How to complete this task> All of the data that follows should be output again without any alteration.

Source records>
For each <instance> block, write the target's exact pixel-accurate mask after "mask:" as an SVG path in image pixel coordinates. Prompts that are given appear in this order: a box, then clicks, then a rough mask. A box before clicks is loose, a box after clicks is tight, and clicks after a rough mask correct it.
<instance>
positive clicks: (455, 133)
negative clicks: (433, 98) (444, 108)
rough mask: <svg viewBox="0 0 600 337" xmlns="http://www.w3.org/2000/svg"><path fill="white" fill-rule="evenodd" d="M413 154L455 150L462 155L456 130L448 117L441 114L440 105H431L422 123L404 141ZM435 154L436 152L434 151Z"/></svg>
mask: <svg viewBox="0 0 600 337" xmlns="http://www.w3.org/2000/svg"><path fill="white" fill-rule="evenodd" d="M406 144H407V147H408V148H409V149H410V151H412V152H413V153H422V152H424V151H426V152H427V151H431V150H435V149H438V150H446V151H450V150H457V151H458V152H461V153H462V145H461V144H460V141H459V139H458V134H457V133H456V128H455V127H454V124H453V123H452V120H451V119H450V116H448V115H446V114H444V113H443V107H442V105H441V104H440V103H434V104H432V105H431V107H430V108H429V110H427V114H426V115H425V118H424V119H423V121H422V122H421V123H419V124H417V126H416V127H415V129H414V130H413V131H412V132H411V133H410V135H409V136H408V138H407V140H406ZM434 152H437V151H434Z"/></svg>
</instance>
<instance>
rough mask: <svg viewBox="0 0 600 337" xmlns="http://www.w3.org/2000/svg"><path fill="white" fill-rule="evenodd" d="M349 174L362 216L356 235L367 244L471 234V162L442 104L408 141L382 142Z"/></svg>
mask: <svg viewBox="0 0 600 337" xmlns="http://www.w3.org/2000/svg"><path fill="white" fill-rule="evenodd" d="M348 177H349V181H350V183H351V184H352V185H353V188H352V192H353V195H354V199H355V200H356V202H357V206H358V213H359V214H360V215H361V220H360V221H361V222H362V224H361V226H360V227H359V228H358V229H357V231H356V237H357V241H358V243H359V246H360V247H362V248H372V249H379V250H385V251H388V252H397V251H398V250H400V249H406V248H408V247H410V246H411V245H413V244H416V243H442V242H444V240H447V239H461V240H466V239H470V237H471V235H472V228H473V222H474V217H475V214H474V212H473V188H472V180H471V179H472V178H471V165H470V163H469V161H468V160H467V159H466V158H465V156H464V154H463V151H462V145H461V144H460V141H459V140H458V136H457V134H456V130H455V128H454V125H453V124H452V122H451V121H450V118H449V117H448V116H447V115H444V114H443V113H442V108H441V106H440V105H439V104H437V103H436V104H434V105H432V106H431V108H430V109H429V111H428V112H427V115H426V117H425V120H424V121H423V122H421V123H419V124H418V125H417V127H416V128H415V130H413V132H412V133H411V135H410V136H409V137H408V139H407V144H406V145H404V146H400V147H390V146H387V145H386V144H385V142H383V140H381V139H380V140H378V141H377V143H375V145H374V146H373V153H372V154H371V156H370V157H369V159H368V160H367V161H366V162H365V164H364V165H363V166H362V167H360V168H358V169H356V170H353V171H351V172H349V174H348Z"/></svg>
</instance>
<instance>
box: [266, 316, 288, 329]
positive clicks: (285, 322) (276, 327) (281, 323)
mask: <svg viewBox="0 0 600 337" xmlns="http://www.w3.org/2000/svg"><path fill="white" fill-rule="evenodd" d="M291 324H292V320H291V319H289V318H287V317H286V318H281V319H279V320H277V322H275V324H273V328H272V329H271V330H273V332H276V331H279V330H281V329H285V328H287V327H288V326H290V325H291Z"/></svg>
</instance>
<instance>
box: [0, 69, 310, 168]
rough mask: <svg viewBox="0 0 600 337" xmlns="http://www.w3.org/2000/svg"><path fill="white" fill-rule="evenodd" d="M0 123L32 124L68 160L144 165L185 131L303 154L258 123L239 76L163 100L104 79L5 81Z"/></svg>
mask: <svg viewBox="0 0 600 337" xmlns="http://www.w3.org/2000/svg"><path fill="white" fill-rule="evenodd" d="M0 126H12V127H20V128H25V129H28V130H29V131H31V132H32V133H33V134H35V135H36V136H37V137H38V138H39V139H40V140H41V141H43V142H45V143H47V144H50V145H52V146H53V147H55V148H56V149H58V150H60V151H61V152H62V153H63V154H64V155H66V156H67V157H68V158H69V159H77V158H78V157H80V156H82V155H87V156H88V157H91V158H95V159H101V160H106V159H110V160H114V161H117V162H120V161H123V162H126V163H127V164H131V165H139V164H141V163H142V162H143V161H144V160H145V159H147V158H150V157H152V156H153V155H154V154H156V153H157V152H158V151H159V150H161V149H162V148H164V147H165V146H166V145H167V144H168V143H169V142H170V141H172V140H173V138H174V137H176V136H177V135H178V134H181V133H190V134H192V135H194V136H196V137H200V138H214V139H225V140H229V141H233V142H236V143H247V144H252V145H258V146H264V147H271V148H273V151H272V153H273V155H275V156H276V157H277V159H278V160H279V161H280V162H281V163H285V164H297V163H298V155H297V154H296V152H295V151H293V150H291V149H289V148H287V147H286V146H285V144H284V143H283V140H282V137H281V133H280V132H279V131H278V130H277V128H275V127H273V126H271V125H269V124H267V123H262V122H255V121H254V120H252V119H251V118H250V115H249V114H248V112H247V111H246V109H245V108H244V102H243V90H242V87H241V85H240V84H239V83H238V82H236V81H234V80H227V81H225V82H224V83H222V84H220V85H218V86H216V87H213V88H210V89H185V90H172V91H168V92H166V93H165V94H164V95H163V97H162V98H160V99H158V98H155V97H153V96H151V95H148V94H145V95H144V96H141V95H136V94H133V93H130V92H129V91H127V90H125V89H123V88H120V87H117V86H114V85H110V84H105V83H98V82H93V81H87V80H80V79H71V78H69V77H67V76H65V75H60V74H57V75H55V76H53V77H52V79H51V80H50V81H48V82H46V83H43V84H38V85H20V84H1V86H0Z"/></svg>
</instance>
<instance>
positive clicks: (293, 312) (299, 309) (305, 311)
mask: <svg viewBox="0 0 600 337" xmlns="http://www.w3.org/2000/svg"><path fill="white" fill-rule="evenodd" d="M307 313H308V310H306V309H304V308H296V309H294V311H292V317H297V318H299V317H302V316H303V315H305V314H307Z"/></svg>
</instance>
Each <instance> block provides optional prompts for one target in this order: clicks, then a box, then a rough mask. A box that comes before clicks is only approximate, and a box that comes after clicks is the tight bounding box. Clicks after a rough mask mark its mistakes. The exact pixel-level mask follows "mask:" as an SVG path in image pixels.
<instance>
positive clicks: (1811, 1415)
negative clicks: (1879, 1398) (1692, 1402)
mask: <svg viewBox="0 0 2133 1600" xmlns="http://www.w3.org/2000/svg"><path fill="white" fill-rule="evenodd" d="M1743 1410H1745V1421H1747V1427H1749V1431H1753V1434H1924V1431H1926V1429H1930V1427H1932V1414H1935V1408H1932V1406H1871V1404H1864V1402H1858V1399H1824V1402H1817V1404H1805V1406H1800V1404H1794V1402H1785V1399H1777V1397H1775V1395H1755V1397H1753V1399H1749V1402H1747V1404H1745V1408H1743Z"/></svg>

Task answer>
For each <instance> block, write the target's exact pixel-accurate mask after "mask:" as an SVG path in image pixel coordinates. Prompts that are given appear in this order: a box, then clicks, then a rough mask. A box before clicks is loose, a box after clicks is tight, and clicks after a rough mask correct it.
<instance>
positive clicks: (455, 133)
negative clicks: (433, 98) (444, 108)
rough mask: <svg viewBox="0 0 600 337" xmlns="http://www.w3.org/2000/svg"><path fill="white" fill-rule="evenodd" d="M413 154L455 150L462 155L456 130L448 117L441 114L440 105H431L422 123L404 141ZM435 154L436 152L434 151Z"/></svg>
mask: <svg viewBox="0 0 600 337" xmlns="http://www.w3.org/2000/svg"><path fill="white" fill-rule="evenodd" d="M406 144H407V147H408V148H409V149H410V151H412V152H413V153H422V152H424V151H426V152H427V151H431V150H435V149H438V150H446V151H450V150H457V151H458V152H461V153H462V145H461V144H460V141H459V139H458V134H457V133H456V128H455V127H454V124H453V123H452V120H451V119H450V116H448V115H446V114H444V113H443V107H442V105H441V104H440V103H434V104H432V105H431V107H430V108H429V110H427V114H426V115H425V118H424V119H423V121H422V122H421V123H419V124H417V126H416V127H415V129H414V130H413V131H412V132H411V133H410V135H409V136H408V138H407V140H406ZM434 152H437V151H434Z"/></svg>
</instance>
<instance>
rough mask: <svg viewBox="0 0 600 337" xmlns="http://www.w3.org/2000/svg"><path fill="white" fill-rule="evenodd" d="M349 174L362 216L356 235L367 244L471 234V162L442 104L408 141L382 142Z"/></svg>
mask: <svg viewBox="0 0 600 337" xmlns="http://www.w3.org/2000/svg"><path fill="white" fill-rule="evenodd" d="M348 177H349V181H350V183H351V184H352V185H353V188H352V192H353V195H354V199H355V200H356V202H357V206H358V213H359V214H360V215H361V220H360V221H361V222H362V224H361V226H360V227H359V228H358V229H357V231H356V237H357V241H358V243H359V246H360V247H362V248H372V249H379V250H385V251H388V252H397V251H398V250H400V249H406V248H408V247H410V246H411V245H413V244H416V243H442V242H444V240H447V239H461V240H466V239H470V237H471V235H472V228H473V222H474V217H475V214H474V212H473V188H472V180H471V179H472V178H471V165H470V163H469V161H468V160H467V159H466V158H465V156H464V154H463V151H462V145H461V144H460V141H459V140H458V136H457V134H456V130H455V128H454V125H453V124H452V122H451V121H450V118H449V117H448V116H447V115H444V114H443V113H442V108H441V106H440V105H439V104H437V103H436V104H434V105H432V106H431V108H430V109H429V111H428V112H427V115H426V117H425V120H424V121H423V122H421V123H419V124H418V125H417V127H416V128H415V130H413V132H412V133H411V135H410V136H409V137H408V139H407V144H406V145H404V146H400V147H390V146H387V145H386V144H385V142H383V140H381V139H380V140H378V141H377V143H375V145H374V146H373V153H372V154H371V156H370V157H369V159H368V160H367V161H366V162H365V164H364V165H363V166H362V167H360V168H358V169H356V170H353V171H351V172H349V174H348Z"/></svg>
</instance>
<instance>
box: [266, 316, 288, 329]
positive clicks: (285, 322) (276, 327) (281, 323)
mask: <svg viewBox="0 0 600 337" xmlns="http://www.w3.org/2000/svg"><path fill="white" fill-rule="evenodd" d="M291 324H292V320H291V319H289V318H287V317H286V318H281V319H279V320H277V322H275V324H273V328H272V329H271V330H273V332H276V331H279V330H281V329H285V328H287V327H288V326H290V325H291Z"/></svg>
</instance>
<instance>
box: [0, 69, 310, 168]
rough mask: <svg viewBox="0 0 600 337" xmlns="http://www.w3.org/2000/svg"><path fill="white" fill-rule="evenodd" d="M0 123L32 124L68 160L144 165L185 131L303 154L258 123L239 76L163 100L104 79L5 81Z"/></svg>
mask: <svg viewBox="0 0 600 337" xmlns="http://www.w3.org/2000/svg"><path fill="white" fill-rule="evenodd" d="M0 126H12V127H20V128H25V129H28V130H29V131H31V132H32V133H33V134H35V135H36V136H37V137H38V138H39V139H40V140H41V141H43V142H45V143H47V144H50V145H52V146H53V147H55V148H56V149H58V150H60V151H61V152H62V153H63V154H64V155H66V156H67V157H68V158H69V159H77V158H78V157H80V156H82V155H87V156H88V157H91V158H95V159H101V160H106V159H110V160H114V161H117V162H120V161H123V162H126V163H127V164H131V165H139V164H141V163H142V162H143V161H144V160H145V159H147V158H150V157H152V156H153V155H154V154H156V153H157V152H158V151H159V150H161V149H162V148H164V147H165V146H166V145H167V144H168V143H169V142H170V141H172V140H173V138H174V137H176V136H177V135H178V134H181V133H190V134H192V135H194V136H196V137H200V138H214V139H225V140H229V141H233V142H236V143H247V144H252V145H258V146H264V147H271V148H273V151H272V153H273V155H275V156H276V157H277V159H278V160H279V161H280V162H281V163H285V164H297V163H298V155H297V154H296V152H295V151H293V150H291V149H289V148H287V147H286V146H285V144H284V143H283V140H282V137H281V133H280V132H279V131H278V130H277V128H275V127H273V126H271V125H269V124H267V123H262V122H255V121H254V120H252V119H251V118H250V115H249V114H248V112H247V111H246V109H245V108H244V102H243V90H242V87H241V85H240V84H239V83H238V82H236V81H234V80H227V81H225V82H224V83H222V84H220V85H218V86H216V87H213V88H210V89H185V90H172V91H168V92H166V93H165V94H164V95H163V97H162V98H160V99H158V98H155V97H153V96H151V95H148V94H145V95H144V96H141V95H136V94H133V93H130V92H129V91H127V90H125V89H123V88H120V87H117V86H114V85H110V84H105V83H98V82H93V81H87V80H80V79H71V78H69V77H67V76H65V75H60V74H57V75H55V76H53V77H52V79H51V80H50V81H48V82H46V83H43V84H38V85H20V84H1V86H0Z"/></svg>
</instance>
<instance>
positive clicks: (293, 312) (299, 309) (305, 311)
mask: <svg viewBox="0 0 600 337" xmlns="http://www.w3.org/2000/svg"><path fill="white" fill-rule="evenodd" d="M307 313H308V310H306V309H304V308H296V309H294V311H292V317H297V318H299V317H302V316H303V315H305V314H307Z"/></svg>
</instance>
Each <instance> block provides optional prompts for one target in this order: clicks, then a box, then a rough mask. A box that comes before clicks is only approximate, and a box that comes after clicks is the tight bounding box. Clicks after a rough mask mark its mistakes. The exact pixel-level mask follows "mask:" as an SVG path in image pixels.
<instance>
positive clicks: (1811, 1415)
negative clicks: (1879, 1398) (1692, 1402)
mask: <svg viewBox="0 0 2133 1600" xmlns="http://www.w3.org/2000/svg"><path fill="white" fill-rule="evenodd" d="M1743 1410H1745V1421H1747V1427H1749V1431H1753V1434H1924V1431H1926V1429H1930V1427H1932V1414H1935V1408H1932V1406H1871V1404H1864V1402H1858V1399H1824V1402H1817V1404H1805V1406H1800V1404H1794V1402H1785V1399H1777V1397H1775V1395H1755V1397H1753V1399H1749V1402H1747V1404H1745V1408H1743Z"/></svg>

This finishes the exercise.